* [Record extracts]:

***

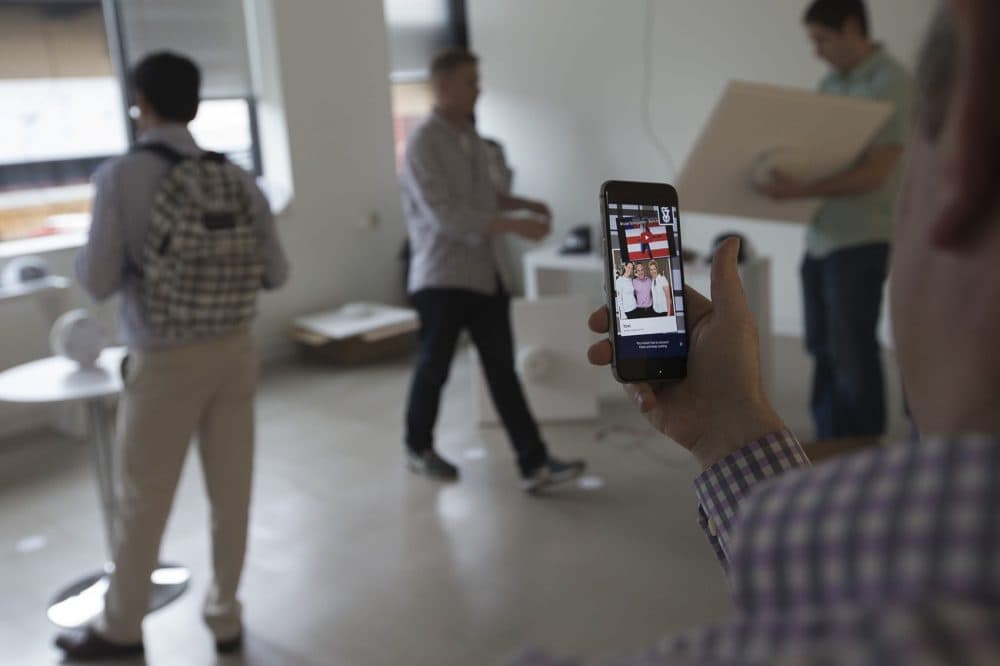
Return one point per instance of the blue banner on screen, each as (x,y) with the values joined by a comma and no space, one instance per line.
(648,285)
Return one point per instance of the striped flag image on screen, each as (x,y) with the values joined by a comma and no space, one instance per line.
(651,242)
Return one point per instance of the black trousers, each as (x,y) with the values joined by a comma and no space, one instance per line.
(444,313)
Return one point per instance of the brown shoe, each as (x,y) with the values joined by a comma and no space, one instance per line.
(85,644)
(231,645)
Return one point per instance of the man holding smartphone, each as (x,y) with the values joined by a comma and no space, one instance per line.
(888,556)
(847,244)
(454,212)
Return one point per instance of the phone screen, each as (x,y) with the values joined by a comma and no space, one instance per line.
(647,280)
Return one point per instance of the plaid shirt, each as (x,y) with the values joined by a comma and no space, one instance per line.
(891,556)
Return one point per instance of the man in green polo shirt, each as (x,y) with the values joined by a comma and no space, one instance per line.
(847,244)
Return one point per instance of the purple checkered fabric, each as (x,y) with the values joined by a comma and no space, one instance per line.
(891,556)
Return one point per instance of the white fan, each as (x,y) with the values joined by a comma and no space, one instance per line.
(79,337)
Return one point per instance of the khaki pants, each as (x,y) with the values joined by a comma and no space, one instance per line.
(204,388)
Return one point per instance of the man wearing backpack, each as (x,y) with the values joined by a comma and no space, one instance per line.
(186,239)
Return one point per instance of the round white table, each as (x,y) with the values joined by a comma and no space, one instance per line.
(57,380)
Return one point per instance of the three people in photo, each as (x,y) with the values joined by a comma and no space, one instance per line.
(643,290)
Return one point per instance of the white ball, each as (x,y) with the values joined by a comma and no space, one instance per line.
(79,337)
(535,364)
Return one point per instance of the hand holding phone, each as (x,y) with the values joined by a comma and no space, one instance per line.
(721,405)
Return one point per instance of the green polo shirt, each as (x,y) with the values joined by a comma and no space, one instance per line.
(862,219)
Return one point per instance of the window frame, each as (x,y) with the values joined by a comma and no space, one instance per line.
(23,176)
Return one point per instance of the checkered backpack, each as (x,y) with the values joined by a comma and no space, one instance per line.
(202,266)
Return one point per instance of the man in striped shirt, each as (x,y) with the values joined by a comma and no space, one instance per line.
(454,212)
(890,556)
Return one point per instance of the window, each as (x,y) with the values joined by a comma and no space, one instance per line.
(418,30)
(63,98)
(213,34)
(61,114)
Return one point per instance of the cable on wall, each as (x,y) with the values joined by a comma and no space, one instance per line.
(646,104)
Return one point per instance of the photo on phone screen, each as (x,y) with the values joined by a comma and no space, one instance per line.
(646,288)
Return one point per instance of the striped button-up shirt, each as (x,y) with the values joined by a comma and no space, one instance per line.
(890,556)
(449,200)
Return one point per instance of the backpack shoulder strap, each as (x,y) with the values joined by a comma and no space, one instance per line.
(161,150)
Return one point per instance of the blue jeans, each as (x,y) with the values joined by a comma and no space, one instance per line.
(843,299)
(444,313)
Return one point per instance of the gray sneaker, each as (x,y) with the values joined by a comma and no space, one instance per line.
(550,473)
(431,465)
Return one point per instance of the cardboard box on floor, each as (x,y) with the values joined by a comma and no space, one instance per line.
(356,333)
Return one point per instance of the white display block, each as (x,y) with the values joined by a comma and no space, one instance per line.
(545,270)
(551,340)
(756,127)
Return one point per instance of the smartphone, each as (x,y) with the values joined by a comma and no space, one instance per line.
(644,281)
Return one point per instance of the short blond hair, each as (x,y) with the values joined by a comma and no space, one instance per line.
(450,60)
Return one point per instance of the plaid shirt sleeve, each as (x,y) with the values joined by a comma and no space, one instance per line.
(723,486)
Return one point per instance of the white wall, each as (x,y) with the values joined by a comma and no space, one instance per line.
(325,73)
(333,72)
(562,83)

***

* [Directions for this task]:
Transcribe each line above verbatim, with the pictures left out.

* [Final answer]:
Return one point per instance of the blue banner on screen, each as (x,y) with the values joined by a comma and no space, one instance per line.
(648,285)
Return one point per instance of the striped flag image on screen, each as (x,y) with the values joined by a comma and no space, one instance per line.
(651,242)
Return one point per instance of the black trousers, each as (x,y) with the values joined by a comma and no space, one instance per line.
(444,313)
Return one point per instance of the brown shoe, each as (x,y) with the values joined by a comma and no space, one instance per line.
(85,644)
(231,645)
Return one point per instance of the man holding smartphone, each as (x,y) with the values joined by a comma and no space, one instance per line.
(888,556)
(847,244)
(454,212)
Return one point per instance of the phone screen, each as (x,y) with the values joined by a comma and no space, one instance per line.
(647,280)
Return one point per instance of the plaid shirt, each as (x,y) with the values joined by a comma and no space, one instance per line.
(891,556)
Return one point per instance of the man in green polo shirt, each as (x,y) with the values joined by a comma and no space, one instance per line.
(847,244)
Return one point per instance of the purple checkered fabric, each as (x,y) with the values joined by a comma and no space, one instance per line.
(891,556)
Return one point per instance of the white fan, each as (x,y) with the values joined by a comma and no space, one instance per line.
(79,337)
Return one point per instance of the khaki pants, each as (x,y) with the values joined by a comma and no space, one instance per line.
(204,388)
Return one point per instance of the man wearing backpack, each as (x,y) with the values joined by a comma and no space, one instance per line.
(186,239)
Return one point per instance of the round white table, each as (x,y) with the values joined by a comma and no space, one instance per line.
(57,380)
Return one point per instance of the three people in photo, each as (x,y) with the values joined by a comma and no space, one instance per line.
(643,290)
Return one point per instance of the white ball, each as (x,y) with the values joined by a comma and no space, one instance per line.
(79,337)
(535,364)
Return one point per instance of the hand holding phone, each as (x,y) with the values joined by a comma and no space, one instance per line.
(721,405)
Return one point per instance of the green polo shirt, each as (x,y) with the values joined by a comma and no space, one instance per line.
(862,219)
Return one point per instance of the window frame, each as (x,y) with the values joined by a comma and no space, one instance per line.
(23,176)
Return one point per instance of the checkered backpack, each as (x,y) with the values joined by a comma and no space, one instance per line.
(202,266)
Return one point per instance of the man in striped shirt, each as (x,y) with the values joined by a comma and no space, one instance per line.
(454,212)
(890,556)
Return one point per instance of the window, each as (x,y) with the values joined by a comma and no space, one instance per line.
(418,30)
(63,98)
(213,34)
(61,114)
Return one point per instance of the cable on wall, each as (x,y) with the values joined by a comma and no space, one instance per line.
(646,104)
Return one point per instance of the photo on phone screen, each as (x,y) with the values joined by a comma and no space, one instance per line.
(646,288)
Return one point per instance of the striped button-up shirt, each as (x,y) with the values joined by a comma and no space, one instance per line.
(890,556)
(449,200)
Return one point per instance of the backpack shoulder strap, each as (x,y) with the values joined by a comma and no space, one instance per line.
(161,150)
Return one point per instance of the blue jeans, each as (x,y) with the values joined by a comma and no space, one instance per line.
(843,299)
(444,313)
Return one point per instance of the gray sneaker, each as (x,y) with the values joined by a comma and no space, one instance per line.
(550,473)
(431,465)
Return one point per instance of the cardboard box on floor, each as (x,y) with the values joined by a comma and no space, one instance per line.
(356,333)
Return one point per instance of the white display block, each as (x,y) with the values joined by a comma and no space, one instance per line.
(545,270)
(551,340)
(756,127)
Return one point per instance of the smartphone, each as (x,y) with the values joined by a comma and no space, one instance per line.
(644,281)
Return one point per instance of the short blond hair, each as (x,y) with the values joined by a comma and no space, one instance per line.
(450,60)
Return one point per instance of the plaid shirt sleeve, each as (x,y) with the values joined by a comma and no space, one instance per line.
(723,486)
Return one point per instance of the white wall, each as (x,y) with the values joined by a comma and no space, one instance per line.
(325,73)
(333,72)
(562,83)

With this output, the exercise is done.